READING TEXT:
In an effort to address the omission of race from considerations of philosophy and film, especially in material suitable for university classroom use, this collection aims to offer a sustained consideration of race as it pertains to philosophy and film. The collection will be broadly situated at the intersection of philosophy, race, and film, providing an approach that is both pedagogical and philosophical insofar as students and instructors are currently lacking texts and ways of thinking about race in conjunction with philosophy and film.
The collection takes as its starting point Charles Mills’ claim that philosophy remains “one of the very ‘whitest’ of the humanities.” While Mills addressed the exclusion of race from social/political philosophy a decade ago, his claim can be deployed at the current moment to address the way in which U.S.-based academic philosophers have published many works pertaining to philosophy and film, in recent years, yet there has been little in this collective and developing body of work attentive to matters of race.

Entries from an annotation dataset
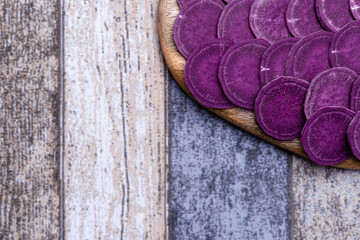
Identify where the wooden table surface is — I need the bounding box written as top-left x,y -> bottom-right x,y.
0,0 -> 360,240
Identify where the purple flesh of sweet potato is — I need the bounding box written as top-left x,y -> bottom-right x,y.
218,0 -> 255,42
301,107 -> 355,165
350,0 -> 360,19
255,77 -> 309,140
285,31 -> 333,82
286,0 -> 323,38
219,39 -> 269,109
347,112 -> 360,159
177,0 -> 227,8
249,0 -> 291,43
316,0 -> 354,32
350,77 -> 360,112
304,67 -> 357,118
330,20 -> 360,74
185,40 -> 234,108
174,0 -> 225,58
260,38 -> 299,87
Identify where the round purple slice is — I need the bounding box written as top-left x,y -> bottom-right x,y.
185,40 -> 234,108
249,0 -> 291,43
218,0 -> 255,42
350,77 -> 360,112
286,0 -> 323,38
301,107 -> 355,165
255,77 -> 309,140
177,0 -> 226,8
260,38 -> 299,87
285,31 -> 333,82
304,67 -> 357,118
347,112 -> 360,159
316,0 -> 354,32
350,0 -> 360,19
174,0 -> 225,58
219,39 -> 269,109
330,20 -> 360,74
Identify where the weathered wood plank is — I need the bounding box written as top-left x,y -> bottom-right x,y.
64,0 -> 167,239
0,0 -> 60,239
169,74 -> 291,240
292,157 -> 360,239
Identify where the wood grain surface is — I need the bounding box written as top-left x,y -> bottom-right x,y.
158,0 -> 360,169
169,72 -> 291,240
64,0 -> 168,239
0,0 -> 61,239
292,156 -> 360,239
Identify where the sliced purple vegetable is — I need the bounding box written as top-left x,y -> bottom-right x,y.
174,0 -> 225,58
304,67 -> 357,118
347,112 -> 360,159
249,0 -> 291,43
218,0 -> 255,42
219,39 -> 269,109
285,31 -> 333,82
350,77 -> 360,112
185,40 -> 234,108
286,0 -> 323,38
301,107 -> 355,165
316,0 -> 354,32
260,38 -> 299,86
350,0 -> 360,19
330,20 -> 360,74
255,77 -> 309,140
177,0 -> 227,8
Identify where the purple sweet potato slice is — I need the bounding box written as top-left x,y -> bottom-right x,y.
285,31 -> 333,82
330,20 -> 360,74
316,0 -> 354,32
219,39 -> 269,109
249,0 -> 291,43
185,40 -> 234,108
218,0 -> 255,42
301,107 -> 355,165
174,0 -> 225,58
286,0 -> 323,38
255,77 -> 309,140
347,112 -> 360,159
177,0 -> 228,8
350,77 -> 360,112
350,0 -> 360,19
260,38 -> 299,87
304,67 -> 357,118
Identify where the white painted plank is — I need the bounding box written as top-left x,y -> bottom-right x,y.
292,157 -> 360,239
64,0 -> 167,239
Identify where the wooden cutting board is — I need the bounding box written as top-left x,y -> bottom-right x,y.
158,0 -> 360,170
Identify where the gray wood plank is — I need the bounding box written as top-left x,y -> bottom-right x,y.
0,0 -> 61,240
169,72 -> 291,240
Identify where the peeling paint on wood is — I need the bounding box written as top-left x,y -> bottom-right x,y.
0,0 -> 60,239
292,157 -> 360,239
64,0 -> 167,239
169,76 -> 291,240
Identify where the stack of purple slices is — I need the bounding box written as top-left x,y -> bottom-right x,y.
174,0 -> 360,165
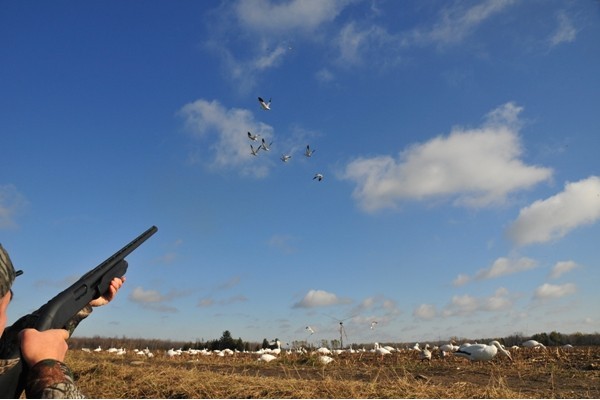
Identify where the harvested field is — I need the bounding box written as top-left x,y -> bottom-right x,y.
67,347 -> 600,398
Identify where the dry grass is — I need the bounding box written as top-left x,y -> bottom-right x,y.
67,348 -> 600,398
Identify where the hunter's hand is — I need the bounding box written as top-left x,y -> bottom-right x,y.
19,328 -> 69,367
90,276 -> 125,307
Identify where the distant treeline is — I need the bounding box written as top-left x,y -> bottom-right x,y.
69,331 -> 600,351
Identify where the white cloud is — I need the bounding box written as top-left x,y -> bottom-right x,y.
452,257 -> 538,286
533,283 -> 577,300
0,184 -> 28,229
315,68 -> 335,83
550,261 -> 578,279
452,274 -> 471,286
342,103 -> 552,211
413,304 -> 437,319
234,0 -> 352,34
293,289 -> 350,308
508,176 -> 600,246
335,22 -> 399,67
179,99 -> 273,177
475,257 -> 537,280
550,11 -> 577,46
442,288 -> 513,317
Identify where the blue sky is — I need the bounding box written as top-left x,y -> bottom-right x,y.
0,0 -> 600,342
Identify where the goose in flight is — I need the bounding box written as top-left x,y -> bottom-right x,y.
258,97 -> 271,111
454,340 -> 512,361
260,138 -> 273,151
304,145 -> 316,157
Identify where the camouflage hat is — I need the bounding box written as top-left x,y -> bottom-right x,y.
0,244 -> 23,297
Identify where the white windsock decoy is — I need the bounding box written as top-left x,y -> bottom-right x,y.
304,145 -> 316,157
419,344 -> 431,361
454,340 -> 512,361
258,97 -> 271,110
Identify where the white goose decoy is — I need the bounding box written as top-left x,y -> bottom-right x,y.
304,145 -> 316,157
257,354 -> 277,362
260,138 -> 273,151
375,342 -> 392,358
319,356 -> 333,365
521,339 -> 546,349
419,344 -> 431,361
454,340 -> 512,361
270,340 -> 281,355
258,97 -> 271,111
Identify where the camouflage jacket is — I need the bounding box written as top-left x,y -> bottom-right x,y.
0,306 -> 92,399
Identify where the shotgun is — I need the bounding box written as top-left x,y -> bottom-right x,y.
0,226 -> 158,399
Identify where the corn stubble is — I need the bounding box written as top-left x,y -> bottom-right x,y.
67,348 -> 600,398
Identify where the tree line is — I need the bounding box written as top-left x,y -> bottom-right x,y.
69,330 -> 600,351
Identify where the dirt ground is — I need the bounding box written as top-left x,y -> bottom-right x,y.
69,347 -> 600,398
196,347 -> 600,398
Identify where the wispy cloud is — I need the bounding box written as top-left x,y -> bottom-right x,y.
533,283 -> 577,300
0,184 -> 29,229
508,176 -> 600,246
549,11 -> 577,47
268,235 -> 296,254
342,103 -> 552,212
233,0 -> 353,35
413,304 -> 437,320
293,289 -> 351,308
442,288 -> 513,317
549,261 -> 579,279
129,286 -> 186,313
196,295 -> 248,308
453,257 -> 538,286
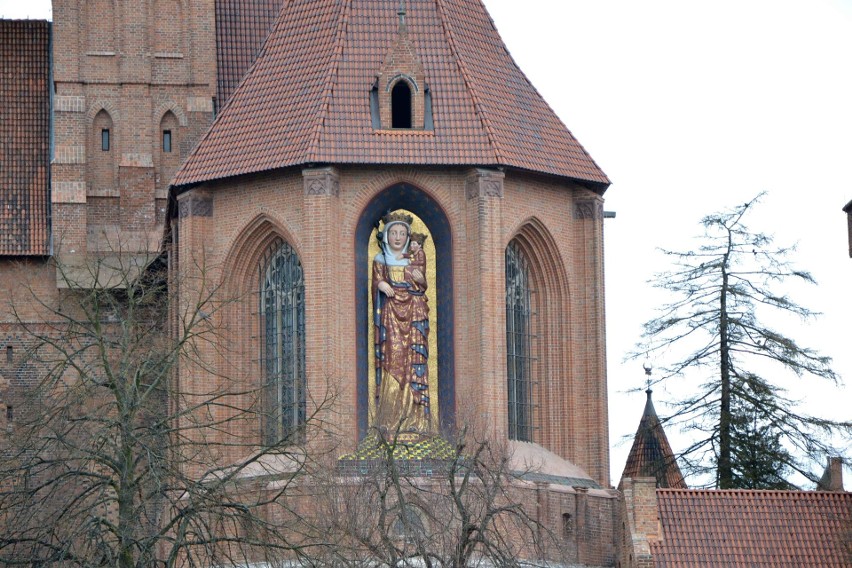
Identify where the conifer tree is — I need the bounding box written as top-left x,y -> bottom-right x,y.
632,194 -> 852,488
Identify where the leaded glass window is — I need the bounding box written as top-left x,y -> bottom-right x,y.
260,239 -> 307,445
506,241 -> 536,442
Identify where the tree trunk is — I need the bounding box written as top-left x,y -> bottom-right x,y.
716,237 -> 734,489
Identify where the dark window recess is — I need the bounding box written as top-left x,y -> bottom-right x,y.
506,241 -> 536,442
391,81 -> 411,128
562,513 -> 573,540
260,239 -> 307,446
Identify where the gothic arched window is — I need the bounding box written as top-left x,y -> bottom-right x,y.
260,239 -> 307,446
391,81 -> 412,128
506,240 -> 537,442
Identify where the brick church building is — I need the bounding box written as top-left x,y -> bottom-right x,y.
5,0 -> 844,567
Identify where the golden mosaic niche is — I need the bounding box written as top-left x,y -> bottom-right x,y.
367,209 -> 440,429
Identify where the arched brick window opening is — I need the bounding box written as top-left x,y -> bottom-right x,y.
391,81 -> 412,128
260,238 -> 307,446
157,111 -> 180,188
86,110 -> 118,193
505,219 -> 574,456
506,240 -> 538,442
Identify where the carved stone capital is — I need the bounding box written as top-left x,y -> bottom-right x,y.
178,191 -> 213,219
302,167 -> 340,197
465,168 -> 506,199
574,199 -> 603,220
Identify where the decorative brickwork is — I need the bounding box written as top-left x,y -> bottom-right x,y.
53,96 -> 86,112
465,169 -> 506,199
302,168 -> 340,197
50,181 -> 86,203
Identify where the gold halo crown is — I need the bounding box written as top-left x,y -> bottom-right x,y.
410,233 -> 429,247
382,211 -> 414,227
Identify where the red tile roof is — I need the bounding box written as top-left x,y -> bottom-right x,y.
651,489 -> 852,568
174,0 -> 609,190
215,0 -> 284,107
0,20 -> 50,256
621,389 -> 687,489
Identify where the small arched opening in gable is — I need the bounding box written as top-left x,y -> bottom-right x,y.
391,79 -> 412,128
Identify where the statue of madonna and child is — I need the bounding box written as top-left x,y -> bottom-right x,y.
371,211 -> 433,443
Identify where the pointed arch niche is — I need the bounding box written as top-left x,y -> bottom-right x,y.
219,215 -> 307,446
505,218 -> 574,455
355,183 -> 456,439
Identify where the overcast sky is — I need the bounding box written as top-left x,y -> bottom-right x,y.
0,0 -> 852,486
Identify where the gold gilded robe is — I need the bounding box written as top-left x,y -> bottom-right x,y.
371,259 -> 431,434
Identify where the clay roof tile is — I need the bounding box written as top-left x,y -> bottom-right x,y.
174,0 -> 609,191
0,20 -> 50,256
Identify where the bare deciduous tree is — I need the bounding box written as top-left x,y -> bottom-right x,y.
632,194 -> 852,488
0,254 -> 322,568
316,431 -> 559,568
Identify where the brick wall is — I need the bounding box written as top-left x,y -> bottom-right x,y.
176,167 -> 609,486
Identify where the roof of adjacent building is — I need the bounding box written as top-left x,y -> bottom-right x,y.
621,389 -> 687,489
0,20 -> 50,256
651,489 -> 852,568
174,0 -> 610,191
215,0 -> 284,106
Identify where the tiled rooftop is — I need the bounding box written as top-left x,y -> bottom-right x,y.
621,389 -> 687,489
651,489 -> 852,568
0,20 -> 50,256
174,0 -> 609,191
216,0 -> 284,107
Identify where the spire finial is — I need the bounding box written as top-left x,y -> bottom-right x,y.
642,361 -> 654,396
396,0 -> 406,32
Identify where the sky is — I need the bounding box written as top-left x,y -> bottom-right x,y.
0,0 -> 852,487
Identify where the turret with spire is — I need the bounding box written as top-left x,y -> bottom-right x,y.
621,365 -> 687,489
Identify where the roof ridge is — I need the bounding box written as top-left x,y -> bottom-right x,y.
305,0 -> 352,162
657,487 -> 852,496
435,0 -> 505,164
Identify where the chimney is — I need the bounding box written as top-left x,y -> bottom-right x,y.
817,457 -> 845,491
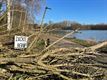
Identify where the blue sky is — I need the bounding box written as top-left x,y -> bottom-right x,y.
42,0 -> 107,24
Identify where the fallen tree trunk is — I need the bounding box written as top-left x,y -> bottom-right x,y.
89,41 -> 107,51
0,57 -> 37,63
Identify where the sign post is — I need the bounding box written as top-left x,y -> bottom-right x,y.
14,36 -> 28,49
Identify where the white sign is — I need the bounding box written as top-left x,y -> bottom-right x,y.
14,36 -> 28,49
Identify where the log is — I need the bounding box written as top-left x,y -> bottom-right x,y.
0,57 -> 37,64
89,41 -> 107,51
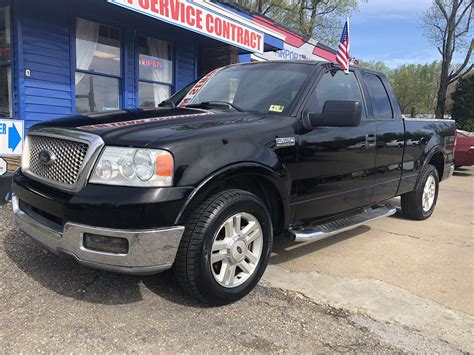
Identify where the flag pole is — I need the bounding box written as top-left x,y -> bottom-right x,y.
346,16 -> 351,74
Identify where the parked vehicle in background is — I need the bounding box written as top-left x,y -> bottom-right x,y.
13,62 -> 455,304
454,129 -> 474,168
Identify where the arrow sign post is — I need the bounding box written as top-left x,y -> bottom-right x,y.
0,119 -> 24,156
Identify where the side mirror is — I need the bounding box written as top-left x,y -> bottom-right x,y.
303,100 -> 362,129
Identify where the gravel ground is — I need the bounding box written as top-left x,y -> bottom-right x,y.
0,205 -> 399,353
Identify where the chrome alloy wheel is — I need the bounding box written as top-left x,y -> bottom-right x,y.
210,212 -> 263,288
422,175 -> 436,212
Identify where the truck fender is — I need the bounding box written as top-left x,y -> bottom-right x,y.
175,162 -> 290,226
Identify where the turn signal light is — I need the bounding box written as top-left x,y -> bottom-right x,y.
155,155 -> 174,176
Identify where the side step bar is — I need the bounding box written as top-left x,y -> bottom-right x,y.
290,204 -> 397,242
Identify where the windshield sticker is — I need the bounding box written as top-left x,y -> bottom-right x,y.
268,105 -> 285,112
78,111 -> 214,129
178,68 -> 223,107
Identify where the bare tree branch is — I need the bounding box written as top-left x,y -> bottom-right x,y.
449,40 -> 474,83
435,0 -> 449,21
449,64 -> 474,84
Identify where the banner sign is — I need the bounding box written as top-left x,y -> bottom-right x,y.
107,0 -> 264,53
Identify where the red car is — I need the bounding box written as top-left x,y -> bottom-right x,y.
454,130 -> 474,168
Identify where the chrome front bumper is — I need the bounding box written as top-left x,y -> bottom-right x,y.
12,196 -> 184,275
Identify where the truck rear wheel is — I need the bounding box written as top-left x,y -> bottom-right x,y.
401,164 -> 439,221
174,190 -> 273,305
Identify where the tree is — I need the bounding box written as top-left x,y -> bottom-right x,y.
451,74 -> 474,132
424,0 -> 474,118
361,62 -> 441,115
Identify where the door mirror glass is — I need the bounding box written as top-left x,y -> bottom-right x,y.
303,100 -> 362,129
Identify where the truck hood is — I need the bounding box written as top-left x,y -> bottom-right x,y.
33,108 -> 265,147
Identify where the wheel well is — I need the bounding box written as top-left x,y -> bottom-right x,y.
183,174 -> 285,234
428,152 -> 444,180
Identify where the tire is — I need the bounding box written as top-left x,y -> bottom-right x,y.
173,190 -> 273,306
401,164 -> 439,221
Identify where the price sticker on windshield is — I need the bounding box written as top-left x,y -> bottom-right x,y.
268,105 -> 285,112
178,68 -> 223,107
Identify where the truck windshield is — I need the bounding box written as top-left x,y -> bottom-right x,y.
188,63 -> 314,113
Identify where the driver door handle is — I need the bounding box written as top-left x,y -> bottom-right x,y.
365,133 -> 377,148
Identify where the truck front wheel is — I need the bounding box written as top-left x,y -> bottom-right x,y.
174,190 -> 273,305
401,164 -> 439,220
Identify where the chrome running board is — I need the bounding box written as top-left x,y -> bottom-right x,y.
290,204 -> 397,242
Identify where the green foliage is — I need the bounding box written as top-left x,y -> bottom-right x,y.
361,62 -> 441,115
452,74 -> 474,132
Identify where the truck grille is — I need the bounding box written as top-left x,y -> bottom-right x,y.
29,135 -> 89,187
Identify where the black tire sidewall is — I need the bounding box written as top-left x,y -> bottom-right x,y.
197,195 -> 273,304
417,165 -> 439,219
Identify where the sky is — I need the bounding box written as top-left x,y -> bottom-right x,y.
350,0 -> 441,67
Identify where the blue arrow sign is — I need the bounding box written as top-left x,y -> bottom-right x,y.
0,120 -> 25,156
8,123 -> 21,151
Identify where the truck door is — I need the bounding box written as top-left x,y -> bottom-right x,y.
363,73 -> 404,202
293,68 -> 376,221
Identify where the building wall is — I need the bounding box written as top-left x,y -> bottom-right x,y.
12,0 -> 202,129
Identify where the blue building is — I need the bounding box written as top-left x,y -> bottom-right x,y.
0,0 -> 284,134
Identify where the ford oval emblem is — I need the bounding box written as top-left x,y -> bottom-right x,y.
38,150 -> 56,166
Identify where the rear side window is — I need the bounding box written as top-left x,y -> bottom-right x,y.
366,74 -> 393,119
306,70 -> 365,117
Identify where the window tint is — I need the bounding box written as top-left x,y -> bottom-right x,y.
190,61 -> 314,113
306,70 -> 365,117
367,74 -> 393,119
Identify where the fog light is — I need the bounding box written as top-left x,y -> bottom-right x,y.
84,233 -> 128,254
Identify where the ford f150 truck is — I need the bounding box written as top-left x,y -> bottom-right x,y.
13,62 -> 455,305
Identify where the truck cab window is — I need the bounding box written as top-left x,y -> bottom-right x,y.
305,70 -> 365,117
366,74 -> 393,119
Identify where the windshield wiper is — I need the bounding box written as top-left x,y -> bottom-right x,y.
186,101 -> 244,112
158,99 -> 176,108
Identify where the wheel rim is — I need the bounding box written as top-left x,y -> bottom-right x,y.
423,175 -> 436,212
210,212 -> 263,288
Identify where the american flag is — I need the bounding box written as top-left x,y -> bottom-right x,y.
336,18 -> 351,74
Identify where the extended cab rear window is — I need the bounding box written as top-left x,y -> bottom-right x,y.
365,74 -> 393,119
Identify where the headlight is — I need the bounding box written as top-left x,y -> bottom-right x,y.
89,147 -> 174,187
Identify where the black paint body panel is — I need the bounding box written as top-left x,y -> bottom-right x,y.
14,63 -> 455,228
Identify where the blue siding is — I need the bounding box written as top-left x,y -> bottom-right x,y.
176,41 -> 197,91
122,31 -> 138,108
11,0 -> 274,129
19,3 -> 74,129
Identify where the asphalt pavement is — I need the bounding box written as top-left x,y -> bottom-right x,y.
0,170 -> 474,353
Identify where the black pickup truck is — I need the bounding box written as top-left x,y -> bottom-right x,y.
13,62 -> 455,304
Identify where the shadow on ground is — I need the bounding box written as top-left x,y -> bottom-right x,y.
453,168 -> 471,177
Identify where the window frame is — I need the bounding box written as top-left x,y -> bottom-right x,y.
71,17 -> 126,114
364,73 -> 396,121
300,66 -> 372,121
0,1 -> 15,119
133,35 -> 177,108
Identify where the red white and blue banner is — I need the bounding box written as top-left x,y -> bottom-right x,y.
336,18 -> 351,74
107,0 -> 265,53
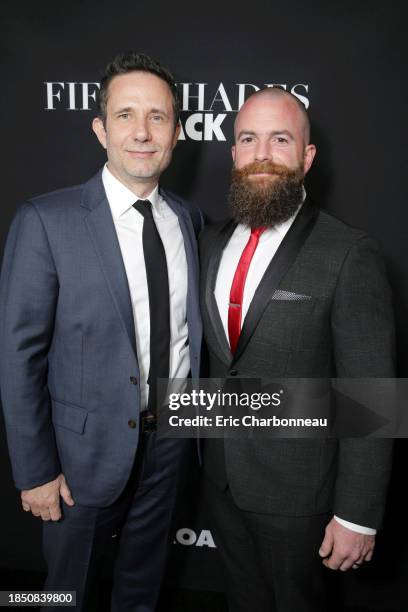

TO-DO LIST:
[A] Add 91 to every bounding box coordinate in the rows that run from the start of the rows through the line holding "0,0 -> 360,240", both ends included, and give those lines again, requests too. Leave the pictures out of the answer.
[B] Extend the text about race in philosophy and film from where it stops.

ANSWER SET:
[A]
Identify where the wooden table surface is — I need the bounding box written as top-left x,y -> bottom-right x,y.
91,91 -> 451,331

[B]
This book collection examines race at the intersection of philosophy and film. It presumes that the “whiteness” of philosophy references not only the “whiteness” of many of its practitioners but the neglect of race, the way in which race “remains conceptually and theoretically residual,” and the continuing position of philosophy as “ostensibly raceless.” The volume responds to the question: How would thinking in the area of philosophy and film be transformed if race were formally incorporated and/or put at center?
Proposals are welcome on, but not limited to, the following topics:
• particular films vis-à-vis philosophical issues and race
• intersections of race with gender and/or sexuality in philosophy and film
• the incorporation of race into existing philosophical discussions of film(s)
• the exclusion of race from typical courses on philosophy and race
• the complication posed by race to existing discussions in philosophy and film
• how race reinforces certain philosophical positions and topics reflected in film (e.g., “the other,” “difference,” “the abject”)
• connections between philosophy of race and film(s)
• philosophical issues around representations of whiteness in film
Those interested in contributing to this project should respond by November 15, 2009, with a brief (approximately 500 words) abstract of your proposed essay, accompanied by a short biography. Abstracts and biographies should be sent electronically to email@example.com. E-mail Microsoft Word attachments only please.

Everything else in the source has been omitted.